*Text block*
= = = =

There are two sisters who take in laundry from the mainland, care for an assortment of orphaned and abandoned children, and live in the top of a boat that’s been positioned on land. They’re related to an elderly carpenter, Zachary Hand to God Proverbs, who carves illustrations of the Bible inside a hollow tree. “He loved, in order, sculpting robes, vegetation, faces, and most of all, hands, through which he took special joy in expressing despair, support, betrayal, supplication, forgiveness, healing, benediction, blessing, revenge, comfort, and murder, hands raised high, hanging limp, clenched, slack, palms out, extended, turned in, retracted, bathing feet, supporting elbows, wiping tears, tightening nooses, drawing swords, jabbing vinegar sops, thrusting spears, caressing sleeping faces.”


With no running water, electricity, or conveniences of the modern world, one thing the islanders can do, if so inclined, is make art.

Ethan has found his calling at the summer school set up by a well-intentioned teacher. There is a star math student and a star Latin student, but we focus on Ethan, the star artist. He’s provided with charcoals and paper. He draws fragments, himself, his sisters crossing the channel with berries they’d picked on the mainland, almost getting caught in the tide.

The teacher arranges for Ethan to go away for a few months to a wealthy sponsor’s property (in Enon, the setting of Harding’s second novel), who will then send him off to art school. What Ethan doesn’t know is that his teacher is racist. He’s decided that, since Ethan is the one person in his family who appears white, he would be better off separated from his visibly Black sisters, father, and grandmother, who will be evicted before he can return. It is a cruel family separation, like so many others in North America’s past.

= = = =

*The data*

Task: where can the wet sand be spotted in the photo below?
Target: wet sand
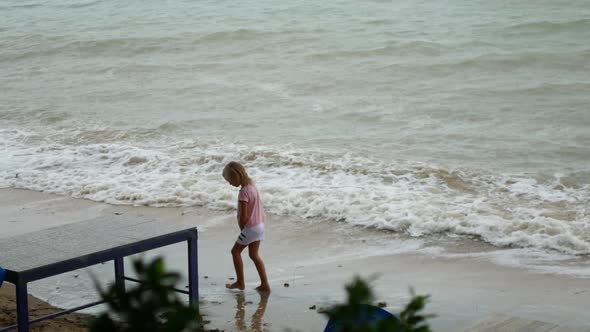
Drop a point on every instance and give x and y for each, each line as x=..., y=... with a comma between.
x=308, y=264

= = = =

*Work instruction*
Continue the text about the island family and Ethan from where it stops. The listing has no connection to the text about the island family.

*Answer section*
Poor Ethan is not told what’s happening; he’s not briefed about the racism he might encounter or much of anything about the industrialized world he’s about to enter. His innocence protects him, somewhat; there is a lovely passage of his barely-understood glimpses of modernity on his way to his host’s grand farm.

Harding has a gift for using language with intense precision that evokes his characters’ points of view, whether he’s portraying a tide pool on the island as seen by someone who’s never left it or the way Ethan, who’s never been in a multistory home, feels when he walks through his patron’s cluttered mansion. In that way, this book — all books, really — are about language, about how a writer builds a world for us readers.

That goes double, though, once Ethan reaches the farm. He and a maid there have an idyllic, sun-soaked affair, and he draws and paints the summer and her and the landscape. Harding’s descriptions are extraordinary.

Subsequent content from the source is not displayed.